_WHAT TO PRODUCE_. Resume the article below about OFFSCREEN Paris and its focus on Ana Mendieta, writing on from its final sentence.

_PASSAGE SHOWN_.
========

As Paris Art Week Continues To Expand, OFFSCREEN Paris Positions Ana Mendieta At The Center Of The Conversation

La Chapelle Saint-Louis de la Salpêtrière. Hôpital Pitié-Salpêtrière, AP-HP ©Joseph Jabbour

The contemporary art world's relationship with moving images has evolved dramatically over the last decade. Once relegated to darkened museum galleries and experimental screenings, film, video, and image-based practices have become some of the most closely watched segments of the global art market. Few events have tracked—and helped shape—that evolution as intentionally as OFFSCREEN Paris.

Returning for its fifth edition from October 20 through 25, OFFSCREEN Paris once again transforms the historic Chapelle Saint-Louis de la Salpêtrière into a platform for contemporary image-making, bringing together a tightly curated selection of galleries, artists, collectors, and institutions during one of the most important weeks on the international art calendar. This year's edition arrives with a particularly resonant focal point: a celebration of the late Ana Mendieta, whose pioneering use of film, performance, sculpture, and landscape continues to influence generations of artists working across disciplines.

Founded in 2022 by Artistic Director Julien Frydman, OFFSCREEN has quickly distinguished itself within Paris Art Week by resisting the scale-driven ambitions that characterize many contemporary fairs. Instead, the event has embraced a more deliberate model—one where architecture, curation, and artistic experimentation operate in equal measure.

Ana Mendieta, Super 8, black and white film still, 1981. © The Estate of Ana Mendieta Collection, LLC. Licensed by Artists Right Society (ARS), New York / ADAGP, Paris / Courtesy Marian Goodman Gallery 

That approach has helped establish OFFSCREEN as a significant nexus between institutions, collectors, galleries, and artists working within image-based practices. In just five years, it has become a destination for those seeking work that exists beyond traditional categories, occupying the increasingly fluid territory between cinema, photography, installation, performance, and sculpture.

========

_MATERIAL_.
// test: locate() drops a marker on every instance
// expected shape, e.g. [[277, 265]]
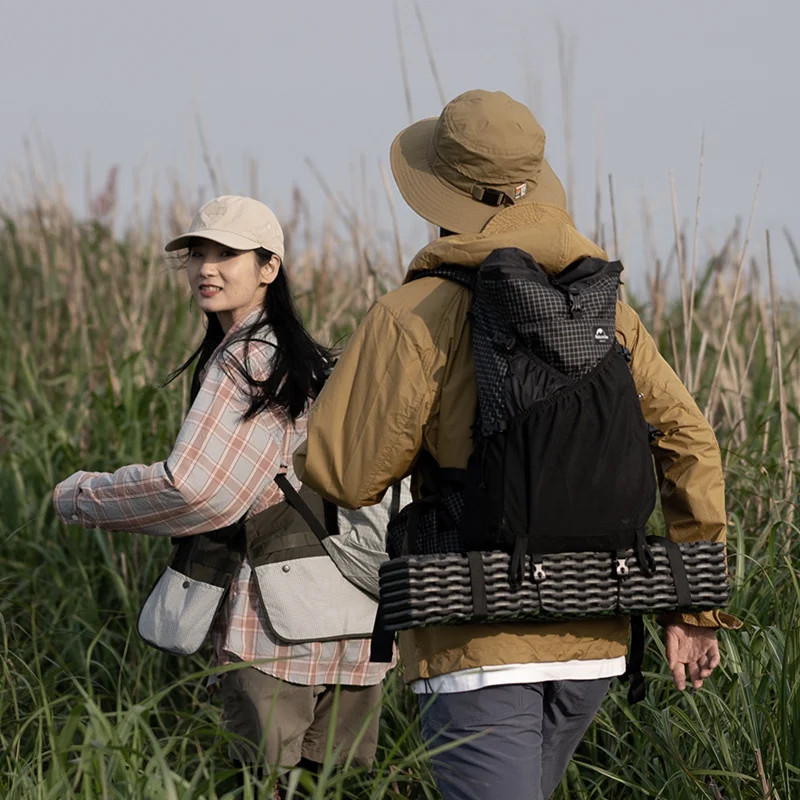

========

_TASK RESPONSE_.
This year's Guest of Honor presentation underscores that mission.

More than four decades after her death, Ana Mendieta remains one of contemporary art's most influential voices. Best known for her "Silueta" works, in which traces of her body were embedded into landscapes through earth, fire, flowers, water, and other natural elements, Mendieta explored questions of identity, displacement, ritual, and belonging with a visual language that feels remarkably contemporary.

While her photographs and sculptures are often discussed within art historical circles, her contribution to experimental film remains equally significant. Throughout the 1970s and early 1980s, Mendieta produced more than one hundred films, creating a body of work that expanded the possibilities of moving images as a medium for performance and environmental intervention.

Developed in collaboration with the Estate of Ana Mendieta and presented by Marian Goodman Gallery, the installation at OFFSCREEN will offer visitors an opportunity to engage with that legacy within a uniquely architectural setting. The presentation also coincides with a major exhibition dedicated to the artist at Tate Modern in London, reinforcing renewed institutional attention surrounding her practice and its enduring relevance.

The choice of venue further amplifies the dialogue between artwork and environment.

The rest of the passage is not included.